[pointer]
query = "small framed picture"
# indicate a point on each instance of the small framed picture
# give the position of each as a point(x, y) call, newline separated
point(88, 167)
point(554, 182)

# # # # #

== WRITTEN REQUEST ==
Scale the entries by copying every line, requests included, with each x and y coordinate in the answers multiplied by 0.3 and rounded to a whole number, halves rounded up. Leave every other number as it is.

== EXERCISE RESULT ==
[pointer]
query = "small framed picture"
# indicate a point on each instance of the small framed picture
# give the position of each as a point(x, y) call, newline separated
point(26, 50)
point(166, 55)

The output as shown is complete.